— begin Data provided —

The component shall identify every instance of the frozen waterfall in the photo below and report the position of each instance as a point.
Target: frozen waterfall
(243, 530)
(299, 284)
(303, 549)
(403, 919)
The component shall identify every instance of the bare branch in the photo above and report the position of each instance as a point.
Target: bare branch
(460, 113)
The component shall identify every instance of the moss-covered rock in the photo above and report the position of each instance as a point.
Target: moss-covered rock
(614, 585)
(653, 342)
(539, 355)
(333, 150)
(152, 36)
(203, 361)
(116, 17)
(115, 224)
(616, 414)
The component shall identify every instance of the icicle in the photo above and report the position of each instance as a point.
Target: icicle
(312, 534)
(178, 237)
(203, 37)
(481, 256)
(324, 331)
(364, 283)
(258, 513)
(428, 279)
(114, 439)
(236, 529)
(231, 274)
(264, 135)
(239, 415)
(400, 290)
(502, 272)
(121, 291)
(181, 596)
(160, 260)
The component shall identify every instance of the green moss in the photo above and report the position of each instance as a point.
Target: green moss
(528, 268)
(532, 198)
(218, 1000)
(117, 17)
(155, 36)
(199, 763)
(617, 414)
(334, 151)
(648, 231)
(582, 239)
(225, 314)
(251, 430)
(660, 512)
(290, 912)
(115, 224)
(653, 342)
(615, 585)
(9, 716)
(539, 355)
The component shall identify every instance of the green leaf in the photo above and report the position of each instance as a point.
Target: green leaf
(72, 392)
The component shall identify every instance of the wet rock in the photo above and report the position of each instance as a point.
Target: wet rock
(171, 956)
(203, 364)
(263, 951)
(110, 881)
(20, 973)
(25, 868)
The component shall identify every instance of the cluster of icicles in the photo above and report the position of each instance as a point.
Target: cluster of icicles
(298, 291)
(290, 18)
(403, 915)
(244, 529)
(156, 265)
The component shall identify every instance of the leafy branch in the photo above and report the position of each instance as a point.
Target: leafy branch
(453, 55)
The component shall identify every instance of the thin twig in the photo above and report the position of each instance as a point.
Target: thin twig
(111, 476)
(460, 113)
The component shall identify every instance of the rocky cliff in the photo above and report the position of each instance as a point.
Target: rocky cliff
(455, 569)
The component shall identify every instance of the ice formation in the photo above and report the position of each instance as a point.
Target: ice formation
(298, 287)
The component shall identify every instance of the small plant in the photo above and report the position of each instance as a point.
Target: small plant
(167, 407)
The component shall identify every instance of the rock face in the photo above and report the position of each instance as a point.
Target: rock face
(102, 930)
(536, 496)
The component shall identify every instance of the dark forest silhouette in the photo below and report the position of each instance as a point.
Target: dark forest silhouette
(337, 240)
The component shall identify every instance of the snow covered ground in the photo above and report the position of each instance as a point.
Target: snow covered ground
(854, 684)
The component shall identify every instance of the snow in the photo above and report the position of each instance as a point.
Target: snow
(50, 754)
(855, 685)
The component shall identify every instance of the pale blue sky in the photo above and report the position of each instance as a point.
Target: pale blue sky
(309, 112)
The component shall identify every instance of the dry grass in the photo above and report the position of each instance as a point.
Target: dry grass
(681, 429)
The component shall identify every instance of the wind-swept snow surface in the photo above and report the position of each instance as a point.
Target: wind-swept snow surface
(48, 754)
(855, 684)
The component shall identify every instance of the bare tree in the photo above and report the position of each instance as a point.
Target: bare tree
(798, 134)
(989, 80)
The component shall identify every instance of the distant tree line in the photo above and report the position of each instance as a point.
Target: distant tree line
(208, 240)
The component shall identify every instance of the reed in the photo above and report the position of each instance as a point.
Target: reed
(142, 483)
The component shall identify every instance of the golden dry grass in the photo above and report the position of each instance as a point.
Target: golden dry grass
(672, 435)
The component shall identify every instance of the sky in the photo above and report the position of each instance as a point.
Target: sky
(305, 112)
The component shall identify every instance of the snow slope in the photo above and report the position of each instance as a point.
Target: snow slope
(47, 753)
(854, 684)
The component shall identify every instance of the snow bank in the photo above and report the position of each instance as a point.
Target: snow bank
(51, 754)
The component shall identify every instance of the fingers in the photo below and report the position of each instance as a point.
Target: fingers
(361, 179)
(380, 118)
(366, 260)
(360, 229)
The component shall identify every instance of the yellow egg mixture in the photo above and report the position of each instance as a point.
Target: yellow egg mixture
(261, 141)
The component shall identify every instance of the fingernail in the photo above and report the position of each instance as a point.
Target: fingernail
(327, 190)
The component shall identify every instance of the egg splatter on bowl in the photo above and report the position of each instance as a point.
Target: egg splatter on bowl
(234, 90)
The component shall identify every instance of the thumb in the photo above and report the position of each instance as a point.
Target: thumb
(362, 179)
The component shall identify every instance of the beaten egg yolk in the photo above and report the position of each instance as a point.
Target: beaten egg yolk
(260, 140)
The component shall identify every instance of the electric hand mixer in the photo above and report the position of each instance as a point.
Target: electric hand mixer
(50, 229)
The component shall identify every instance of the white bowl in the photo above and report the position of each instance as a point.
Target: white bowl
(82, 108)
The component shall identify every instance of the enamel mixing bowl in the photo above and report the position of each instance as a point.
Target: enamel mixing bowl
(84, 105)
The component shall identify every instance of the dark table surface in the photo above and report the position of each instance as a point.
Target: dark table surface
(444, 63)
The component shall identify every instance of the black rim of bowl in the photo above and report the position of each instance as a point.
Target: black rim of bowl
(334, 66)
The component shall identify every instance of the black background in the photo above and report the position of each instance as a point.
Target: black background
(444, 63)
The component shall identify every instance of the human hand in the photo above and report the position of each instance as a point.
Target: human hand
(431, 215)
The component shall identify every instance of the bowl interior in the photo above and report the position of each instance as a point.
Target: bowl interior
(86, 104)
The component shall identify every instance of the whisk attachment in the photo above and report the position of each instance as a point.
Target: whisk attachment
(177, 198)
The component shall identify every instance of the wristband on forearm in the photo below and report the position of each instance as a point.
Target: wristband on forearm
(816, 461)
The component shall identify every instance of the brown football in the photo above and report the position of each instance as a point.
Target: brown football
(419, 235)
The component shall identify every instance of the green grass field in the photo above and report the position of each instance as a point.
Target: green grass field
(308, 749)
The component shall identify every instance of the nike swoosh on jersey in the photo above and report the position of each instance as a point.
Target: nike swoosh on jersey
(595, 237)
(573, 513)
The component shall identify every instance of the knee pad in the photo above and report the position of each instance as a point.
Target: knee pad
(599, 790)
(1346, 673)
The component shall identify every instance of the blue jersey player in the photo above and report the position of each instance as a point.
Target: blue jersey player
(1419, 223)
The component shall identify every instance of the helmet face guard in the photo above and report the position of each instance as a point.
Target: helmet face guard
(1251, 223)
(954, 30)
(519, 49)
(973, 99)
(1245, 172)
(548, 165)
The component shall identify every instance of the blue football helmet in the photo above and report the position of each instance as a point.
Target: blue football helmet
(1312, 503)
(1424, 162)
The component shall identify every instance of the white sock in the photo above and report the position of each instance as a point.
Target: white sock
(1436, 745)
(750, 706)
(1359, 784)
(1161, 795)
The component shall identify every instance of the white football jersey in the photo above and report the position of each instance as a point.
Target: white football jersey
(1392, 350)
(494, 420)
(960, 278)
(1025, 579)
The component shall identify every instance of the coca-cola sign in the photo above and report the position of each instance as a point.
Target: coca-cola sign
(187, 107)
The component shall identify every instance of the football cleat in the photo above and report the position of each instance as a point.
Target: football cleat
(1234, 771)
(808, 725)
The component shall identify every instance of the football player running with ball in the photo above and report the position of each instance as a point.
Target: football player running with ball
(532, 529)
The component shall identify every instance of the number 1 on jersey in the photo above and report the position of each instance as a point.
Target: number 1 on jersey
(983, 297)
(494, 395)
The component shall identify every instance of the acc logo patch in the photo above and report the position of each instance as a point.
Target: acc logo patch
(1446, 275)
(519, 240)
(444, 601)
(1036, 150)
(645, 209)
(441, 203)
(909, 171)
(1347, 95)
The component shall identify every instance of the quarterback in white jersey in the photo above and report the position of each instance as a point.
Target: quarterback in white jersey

— end Data provided —

Everything from the line with "The component shall identify every instance of the helmet" to the end of the listing above needs to be duplicated exactly, both end lines included, with nothing more.

The component shall identify every instance of the helmet face guard in the photo above and report the position of each instance as a point.
Target: helmet face guard
(1251, 223)
(954, 30)
(519, 49)
(973, 99)
(1245, 172)
(548, 165)
The component shall identify every instance of the blue football helmet in the photo above and report the position of each instance as a point.
Target: blue football helmet
(1312, 503)
(1424, 162)
The component shall identify every instance of the white sock in the photo above and report the position of each instance as a point.
Target: white sock
(1436, 745)
(750, 706)
(1359, 784)
(1161, 795)
The component shall identify every instance of the white football jersey in the photo above and report the position of each instance as a point.
Target: white football jersey
(1392, 350)
(494, 420)
(960, 278)
(1025, 579)
The component shall identify every instance of the coca-cola sign in the photo above and report the position of each instance as a point.
Target: coca-cola sign
(187, 107)
The component shall identify every instance of the football cleat in the photo above and report the position of each instance as a point.
Target: football cleat
(1234, 771)
(808, 725)
The component shall identify every instance of the football player running with ball in the photo above and report the position of each instance as a point.
Target: football player running with ball
(532, 529)
The component shall identify every instance of the number 1 on jersey in the photo above and report the position of each instance as a point.
Target: number 1 on jersey
(983, 297)
(494, 395)
The component shall identify every instance of the acc logo patch in the photo above and report the position of each instance as a point.
Target: acc logo patch
(1446, 275)
(519, 240)
(444, 601)
(1036, 150)
(645, 209)
(441, 203)
(909, 171)
(1347, 95)
The component shall identify every instance of the quarterback in white jersey in the photo above and report the position of each instance as a point.
Target: quarterback in white jersey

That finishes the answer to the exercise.